◆ **Passage given**:
Andrey Leonidovich Bastunets is a Belarusian lawyer, journalist, musician, and free speech activist. Bastunets was born in Minsk in 1966, he graduated from the Law Faculty of the BSU. Since 2015 he is the chairman of the Belarusian Association of Journalists.

Biography

Education and Career 

Bastunets studied at public school № 117 in Minsk. His first attempt to enter the BSU Law Faculty wasn’t successful so he had to find temporary employment at the Minsk Automobile Plant. He used his vacation to prepare for exams and entered the university the next year. However, during the first semester he was enlisted into the army and spent two years serving within the border troops. After the army he continued his study and graduated with honours. Since the 1990s Bastunets worked as a journalist. Between 1997 and 2000 he was a chief editor of the newspaper ‘Femida Nova’. In 1998 he was awarded with an international diploma ‘For Establishing Peace in Belarus’. In 2001 Bastunets became a legal consultant at the Belarusian Association of Journalists. In 2008-2011 he hosted the TV-show ‘I Have a Right’.

◆ **Rows**:

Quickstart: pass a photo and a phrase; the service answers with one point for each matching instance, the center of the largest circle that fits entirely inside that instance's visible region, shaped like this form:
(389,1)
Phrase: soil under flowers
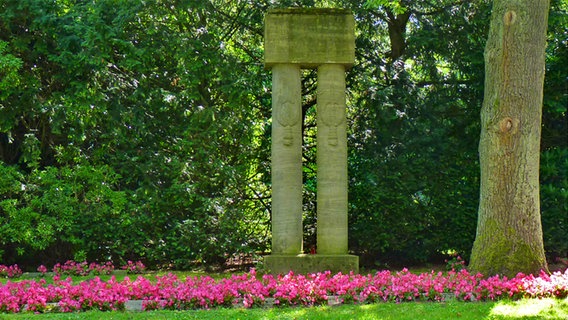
(252,290)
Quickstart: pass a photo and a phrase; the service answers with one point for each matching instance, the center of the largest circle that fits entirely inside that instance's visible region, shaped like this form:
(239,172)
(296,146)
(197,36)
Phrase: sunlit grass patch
(546,308)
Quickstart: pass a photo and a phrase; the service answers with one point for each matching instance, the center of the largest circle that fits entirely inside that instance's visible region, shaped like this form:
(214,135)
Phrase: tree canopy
(141,130)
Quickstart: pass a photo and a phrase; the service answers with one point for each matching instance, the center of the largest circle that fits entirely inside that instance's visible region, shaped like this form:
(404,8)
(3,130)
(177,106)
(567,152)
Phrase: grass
(502,310)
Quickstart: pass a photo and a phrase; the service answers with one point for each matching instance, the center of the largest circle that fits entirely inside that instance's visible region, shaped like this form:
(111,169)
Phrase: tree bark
(509,231)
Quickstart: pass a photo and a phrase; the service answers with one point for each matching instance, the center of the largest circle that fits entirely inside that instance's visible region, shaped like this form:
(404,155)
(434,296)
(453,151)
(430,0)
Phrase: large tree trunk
(509,230)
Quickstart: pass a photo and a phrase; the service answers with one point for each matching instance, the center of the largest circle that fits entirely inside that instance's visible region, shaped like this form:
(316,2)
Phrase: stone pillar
(287,231)
(331,160)
(309,38)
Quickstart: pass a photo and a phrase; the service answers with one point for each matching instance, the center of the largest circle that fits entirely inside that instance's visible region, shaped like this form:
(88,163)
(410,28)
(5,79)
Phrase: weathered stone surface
(286,160)
(309,37)
(331,160)
(311,263)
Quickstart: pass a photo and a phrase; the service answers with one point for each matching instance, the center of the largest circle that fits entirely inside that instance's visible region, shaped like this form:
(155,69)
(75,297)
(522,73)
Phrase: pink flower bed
(249,290)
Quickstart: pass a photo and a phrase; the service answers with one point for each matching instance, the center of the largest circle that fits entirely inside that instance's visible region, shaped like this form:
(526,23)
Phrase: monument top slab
(309,37)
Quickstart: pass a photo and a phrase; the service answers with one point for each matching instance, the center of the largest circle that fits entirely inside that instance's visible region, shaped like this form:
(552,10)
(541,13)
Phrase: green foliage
(136,130)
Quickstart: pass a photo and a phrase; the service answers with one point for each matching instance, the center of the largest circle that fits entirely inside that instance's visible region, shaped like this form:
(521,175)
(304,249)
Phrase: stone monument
(322,39)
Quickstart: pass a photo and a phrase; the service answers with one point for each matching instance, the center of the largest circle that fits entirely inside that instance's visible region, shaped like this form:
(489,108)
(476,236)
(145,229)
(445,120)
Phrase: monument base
(311,263)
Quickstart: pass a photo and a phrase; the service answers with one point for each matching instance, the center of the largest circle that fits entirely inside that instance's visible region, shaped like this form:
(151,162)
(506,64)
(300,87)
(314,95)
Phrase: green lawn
(524,309)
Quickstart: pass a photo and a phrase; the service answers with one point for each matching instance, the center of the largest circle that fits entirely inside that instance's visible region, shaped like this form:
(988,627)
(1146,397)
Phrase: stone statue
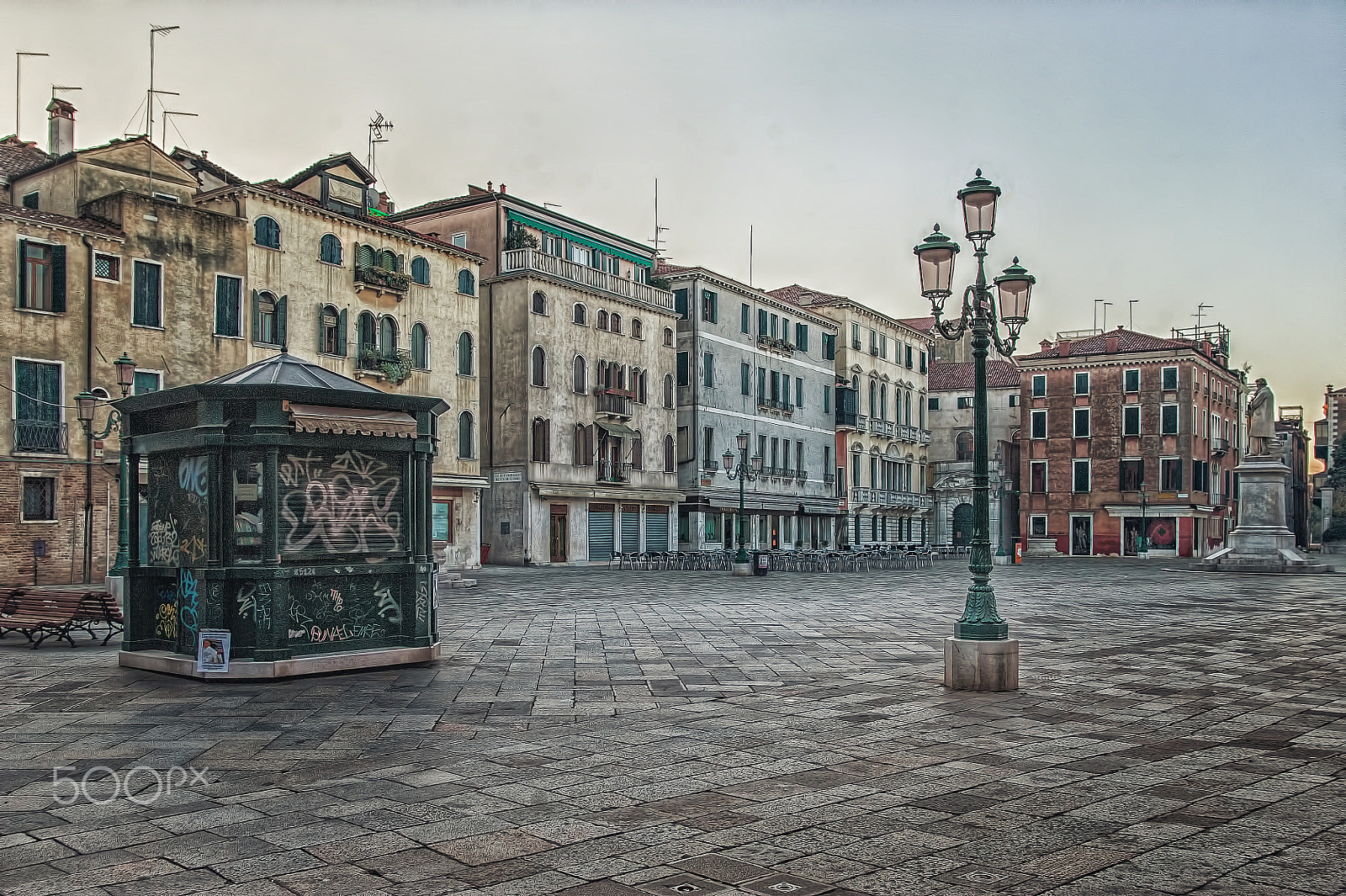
(1262,420)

◆ **Required task 1**: According to the Bastunets biography, of which newspaper was he chief editor between 1997 and 2000?
◆ **Required task 2**: Render the following sentence from the Bastunets biography in French: "In 2001 Bastunets became a legal consultant at the Belarusian Association of Journalists."
◆ **Required task 3**: Retype everything in the Bastunets biography from "Andrey Leonidovich Bastunets" down to "of the Belarusian Association of Journalists.".
The lines above are not required for the work that remains.

◆ **Complete answer 1**: He was chief editor of the newspaper ‘Femida Nova’.

◆ **Complete answer 2**: En 2001, Bastunets est devenu conseiller juridique à l'Association biélorusse des journalistes.

◆ **Complete answer 3**:
Andrey Leonidovich Bastunets is a Belarusian lawyer, journalist, musician, and free speech activist. Bastunets was born in Minsk in 1966, he graduated from the Law Faculty of the BSU. Since 2015 he is the chairman of the Belarusian Association of Journalists.